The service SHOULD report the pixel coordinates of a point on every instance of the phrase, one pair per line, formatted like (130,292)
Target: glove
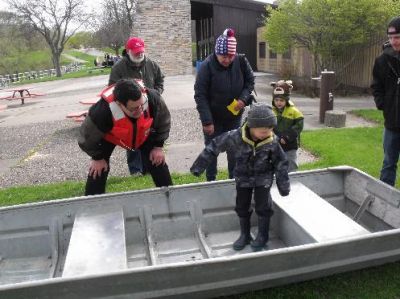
(198,166)
(284,192)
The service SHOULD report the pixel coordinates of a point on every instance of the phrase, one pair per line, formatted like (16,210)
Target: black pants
(262,198)
(160,174)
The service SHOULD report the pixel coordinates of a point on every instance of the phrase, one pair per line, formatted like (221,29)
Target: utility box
(326,93)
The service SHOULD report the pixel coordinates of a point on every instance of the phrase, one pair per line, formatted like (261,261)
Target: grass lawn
(357,147)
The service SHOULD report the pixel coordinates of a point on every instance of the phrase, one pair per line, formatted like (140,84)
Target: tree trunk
(56,63)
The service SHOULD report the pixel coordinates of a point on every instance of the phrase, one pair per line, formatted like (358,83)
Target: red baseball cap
(135,44)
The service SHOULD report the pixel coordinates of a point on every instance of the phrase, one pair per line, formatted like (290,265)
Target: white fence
(7,80)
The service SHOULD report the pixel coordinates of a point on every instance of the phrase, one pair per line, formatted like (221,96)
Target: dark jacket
(99,121)
(256,163)
(386,87)
(216,86)
(147,70)
(290,124)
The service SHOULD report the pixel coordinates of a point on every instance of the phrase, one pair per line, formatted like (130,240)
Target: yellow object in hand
(231,107)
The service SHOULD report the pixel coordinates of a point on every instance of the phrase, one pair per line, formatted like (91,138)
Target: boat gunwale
(94,198)
(213,260)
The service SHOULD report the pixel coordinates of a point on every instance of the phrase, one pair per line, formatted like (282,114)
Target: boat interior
(113,232)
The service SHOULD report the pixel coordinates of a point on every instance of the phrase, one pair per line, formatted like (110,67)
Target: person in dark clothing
(386,91)
(132,117)
(258,157)
(290,121)
(222,89)
(136,65)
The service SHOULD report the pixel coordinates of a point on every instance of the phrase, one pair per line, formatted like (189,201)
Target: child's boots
(245,236)
(262,236)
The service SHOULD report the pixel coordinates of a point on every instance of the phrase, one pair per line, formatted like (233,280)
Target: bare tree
(55,20)
(116,22)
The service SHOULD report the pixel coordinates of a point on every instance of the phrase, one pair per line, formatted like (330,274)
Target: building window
(272,54)
(287,54)
(261,50)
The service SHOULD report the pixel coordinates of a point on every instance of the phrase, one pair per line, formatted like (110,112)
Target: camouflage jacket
(256,163)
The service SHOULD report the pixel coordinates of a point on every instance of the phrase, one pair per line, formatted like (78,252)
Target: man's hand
(157,156)
(208,129)
(240,105)
(97,167)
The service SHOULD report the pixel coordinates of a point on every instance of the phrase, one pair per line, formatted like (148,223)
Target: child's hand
(240,105)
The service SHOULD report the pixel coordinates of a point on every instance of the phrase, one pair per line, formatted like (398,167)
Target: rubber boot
(262,235)
(245,236)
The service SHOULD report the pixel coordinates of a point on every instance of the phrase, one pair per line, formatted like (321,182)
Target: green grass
(357,147)
(80,55)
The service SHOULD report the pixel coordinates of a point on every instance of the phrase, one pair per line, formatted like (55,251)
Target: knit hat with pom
(226,43)
(282,89)
(261,116)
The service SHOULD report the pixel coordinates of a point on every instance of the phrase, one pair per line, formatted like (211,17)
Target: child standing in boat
(258,157)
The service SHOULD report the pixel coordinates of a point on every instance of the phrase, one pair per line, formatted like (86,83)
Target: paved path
(38,145)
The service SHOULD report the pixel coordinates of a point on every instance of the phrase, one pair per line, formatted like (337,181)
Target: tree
(53,19)
(328,28)
(82,38)
(116,23)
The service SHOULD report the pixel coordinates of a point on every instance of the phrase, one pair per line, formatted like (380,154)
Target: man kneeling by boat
(132,117)
(258,157)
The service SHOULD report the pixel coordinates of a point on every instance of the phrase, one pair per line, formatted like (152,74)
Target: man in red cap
(136,65)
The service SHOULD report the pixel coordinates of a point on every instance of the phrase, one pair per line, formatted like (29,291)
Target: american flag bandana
(226,43)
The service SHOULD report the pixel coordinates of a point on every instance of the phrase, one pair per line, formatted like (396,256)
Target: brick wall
(165,27)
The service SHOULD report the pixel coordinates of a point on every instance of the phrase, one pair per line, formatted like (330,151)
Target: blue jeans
(220,128)
(135,163)
(391,150)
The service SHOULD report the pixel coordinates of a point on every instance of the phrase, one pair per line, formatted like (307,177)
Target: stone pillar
(165,27)
(335,118)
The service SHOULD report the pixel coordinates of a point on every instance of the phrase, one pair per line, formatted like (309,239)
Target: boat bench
(319,219)
(97,243)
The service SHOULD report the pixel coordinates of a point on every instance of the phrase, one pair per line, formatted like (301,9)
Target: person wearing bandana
(222,90)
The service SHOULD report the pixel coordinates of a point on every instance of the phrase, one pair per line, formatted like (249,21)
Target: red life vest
(124,130)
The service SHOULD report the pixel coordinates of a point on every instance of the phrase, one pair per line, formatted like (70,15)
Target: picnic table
(20,93)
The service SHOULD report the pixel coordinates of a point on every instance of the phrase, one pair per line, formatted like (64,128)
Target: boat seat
(319,219)
(97,243)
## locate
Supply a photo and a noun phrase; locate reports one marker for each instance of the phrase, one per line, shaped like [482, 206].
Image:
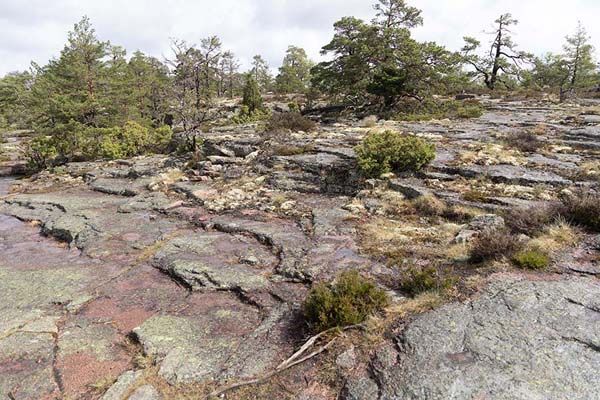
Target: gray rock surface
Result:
[519, 339]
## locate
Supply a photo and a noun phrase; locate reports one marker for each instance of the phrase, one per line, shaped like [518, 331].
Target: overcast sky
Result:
[36, 29]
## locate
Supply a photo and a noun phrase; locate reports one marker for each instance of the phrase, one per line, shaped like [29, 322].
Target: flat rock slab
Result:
[216, 338]
[218, 261]
[508, 174]
[519, 339]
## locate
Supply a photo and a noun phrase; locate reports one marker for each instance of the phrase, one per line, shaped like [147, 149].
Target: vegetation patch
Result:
[583, 209]
[531, 259]
[349, 301]
[432, 109]
[385, 152]
[526, 141]
[420, 280]
[494, 244]
[289, 121]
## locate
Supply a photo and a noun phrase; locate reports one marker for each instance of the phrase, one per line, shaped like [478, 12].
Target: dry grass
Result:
[429, 206]
[555, 237]
[378, 326]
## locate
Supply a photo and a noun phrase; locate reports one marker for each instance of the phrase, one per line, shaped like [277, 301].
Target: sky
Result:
[36, 30]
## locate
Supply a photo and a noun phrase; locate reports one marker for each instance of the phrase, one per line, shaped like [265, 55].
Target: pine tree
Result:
[252, 98]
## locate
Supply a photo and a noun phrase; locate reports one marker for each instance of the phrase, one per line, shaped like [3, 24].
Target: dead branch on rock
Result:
[294, 360]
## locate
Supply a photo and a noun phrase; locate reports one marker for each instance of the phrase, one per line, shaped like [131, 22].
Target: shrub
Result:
[289, 121]
[384, 152]
[425, 280]
[583, 209]
[429, 205]
[246, 116]
[527, 142]
[475, 196]
[347, 302]
[493, 244]
[40, 153]
[432, 109]
[530, 220]
[531, 259]
[469, 112]
[77, 142]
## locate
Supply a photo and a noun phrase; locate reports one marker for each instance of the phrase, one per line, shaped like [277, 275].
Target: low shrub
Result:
[385, 152]
[531, 259]
[583, 209]
[291, 150]
[433, 109]
[465, 112]
[494, 244]
[429, 206]
[425, 280]
[289, 121]
[475, 196]
[245, 116]
[77, 142]
[530, 220]
[350, 300]
[527, 142]
[40, 153]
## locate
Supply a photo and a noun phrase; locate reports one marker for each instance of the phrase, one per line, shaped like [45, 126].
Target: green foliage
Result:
[494, 244]
[530, 220]
[525, 141]
[294, 74]
[425, 280]
[350, 300]
[381, 60]
[432, 109]
[385, 152]
[40, 153]
[77, 142]
[289, 121]
[582, 208]
[247, 117]
[531, 259]
[252, 98]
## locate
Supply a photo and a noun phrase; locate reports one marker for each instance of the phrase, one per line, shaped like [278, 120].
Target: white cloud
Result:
[36, 29]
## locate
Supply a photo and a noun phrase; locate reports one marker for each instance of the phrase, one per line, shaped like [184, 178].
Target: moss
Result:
[425, 280]
[475, 196]
[531, 259]
[350, 300]
[289, 121]
[385, 152]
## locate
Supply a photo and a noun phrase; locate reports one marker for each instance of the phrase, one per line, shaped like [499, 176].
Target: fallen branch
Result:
[294, 360]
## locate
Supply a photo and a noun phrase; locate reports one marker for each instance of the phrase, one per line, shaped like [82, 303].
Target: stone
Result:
[517, 339]
[123, 384]
[360, 389]
[411, 188]
[347, 359]
[146, 392]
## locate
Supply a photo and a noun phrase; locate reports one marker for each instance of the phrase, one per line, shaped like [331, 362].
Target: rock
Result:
[465, 236]
[120, 388]
[518, 339]
[115, 186]
[411, 188]
[209, 261]
[508, 174]
[347, 359]
[360, 389]
[146, 392]
[487, 221]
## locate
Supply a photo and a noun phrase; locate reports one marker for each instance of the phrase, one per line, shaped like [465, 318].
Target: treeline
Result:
[87, 102]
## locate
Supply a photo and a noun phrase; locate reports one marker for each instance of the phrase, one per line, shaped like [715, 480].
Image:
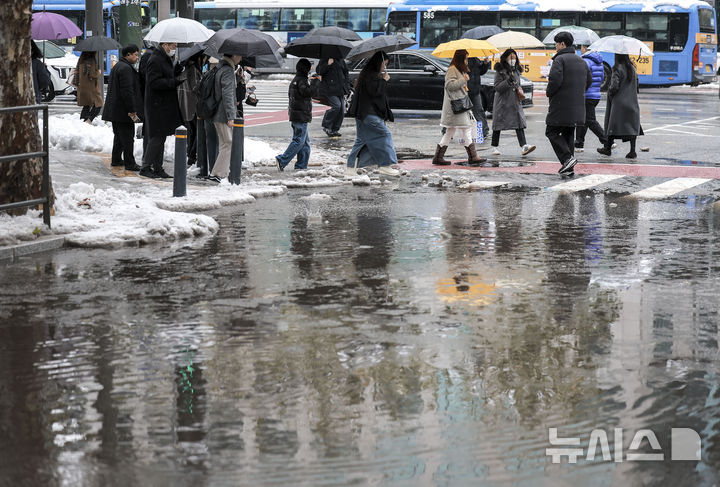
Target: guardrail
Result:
[45, 154]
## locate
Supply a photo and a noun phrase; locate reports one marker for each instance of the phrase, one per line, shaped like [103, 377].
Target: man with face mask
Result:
[162, 110]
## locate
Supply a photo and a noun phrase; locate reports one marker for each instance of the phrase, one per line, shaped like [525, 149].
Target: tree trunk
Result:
[19, 132]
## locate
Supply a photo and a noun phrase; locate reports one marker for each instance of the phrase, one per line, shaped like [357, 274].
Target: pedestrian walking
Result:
[508, 113]
[124, 107]
[592, 98]
[42, 82]
[300, 115]
[457, 125]
[162, 110]
[189, 79]
[568, 81]
[370, 107]
[224, 117]
[89, 79]
[477, 69]
[333, 86]
[622, 115]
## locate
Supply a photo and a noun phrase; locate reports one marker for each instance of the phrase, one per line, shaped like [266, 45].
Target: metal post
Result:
[46, 166]
[201, 141]
[236, 153]
[180, 173]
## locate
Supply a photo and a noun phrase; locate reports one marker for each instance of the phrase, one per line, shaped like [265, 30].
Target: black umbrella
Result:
[97, 43]
[335, 31]
[241, 42]
[319, 47]
[390, 43]
[481, 32]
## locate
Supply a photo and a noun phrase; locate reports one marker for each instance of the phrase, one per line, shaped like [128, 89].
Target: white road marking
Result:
[586, 182]
[669, 188]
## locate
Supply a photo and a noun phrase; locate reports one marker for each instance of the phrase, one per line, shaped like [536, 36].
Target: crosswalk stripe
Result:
[669, 188]
[586, 182]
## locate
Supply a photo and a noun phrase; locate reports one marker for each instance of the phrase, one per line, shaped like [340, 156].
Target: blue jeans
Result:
[299, 145]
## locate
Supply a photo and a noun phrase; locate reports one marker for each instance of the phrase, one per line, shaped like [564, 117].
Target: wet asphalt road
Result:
[403, 335]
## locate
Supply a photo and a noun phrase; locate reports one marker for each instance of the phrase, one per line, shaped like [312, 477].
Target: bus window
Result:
[603, 23]
[356, 19]
[522, 21]
[707, 20]
[404, 23]
[259, 18]
[377, 19]
[437, 27]
[301, 19]
[468, 20]
[648, 27]
[216, 18]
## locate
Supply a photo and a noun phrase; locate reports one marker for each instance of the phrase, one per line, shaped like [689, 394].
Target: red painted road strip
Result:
[277, 117]
[647, 170]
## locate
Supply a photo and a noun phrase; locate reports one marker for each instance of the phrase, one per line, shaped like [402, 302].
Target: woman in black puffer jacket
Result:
[300, 115]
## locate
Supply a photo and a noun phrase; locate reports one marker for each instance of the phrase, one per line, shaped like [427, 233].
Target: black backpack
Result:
[208, 101]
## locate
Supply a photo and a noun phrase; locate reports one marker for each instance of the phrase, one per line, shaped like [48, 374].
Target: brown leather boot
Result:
[439, 159]
[472, 155]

________________________

# Required work
Tally up the lines of the data above where the string "branch" appears, and give only the count.

# Response for this exercise
2